*DIRECTIONS:* Pull out every line of the rows below that contains the word "each".

··· EXCERPTED DATA ···

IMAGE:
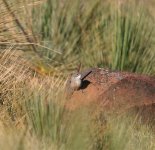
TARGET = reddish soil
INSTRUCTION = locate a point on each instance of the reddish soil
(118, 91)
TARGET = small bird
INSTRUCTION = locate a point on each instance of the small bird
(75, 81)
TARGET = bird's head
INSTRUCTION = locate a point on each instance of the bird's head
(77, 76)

···
··· EXCERPTED DATA ···

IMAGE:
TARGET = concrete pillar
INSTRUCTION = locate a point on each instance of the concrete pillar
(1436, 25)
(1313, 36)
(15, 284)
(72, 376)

···

*RESULT OF THE TASK:*
INSTRUCTION = locate a point on each instance of the reddish soil
INSTRUCTION = locate a point on each instance of the small bird
INSTRUCTION = locate a point on each instance of the bird's head
INSTRUCTION = locate a point on each instance of the concrete pillar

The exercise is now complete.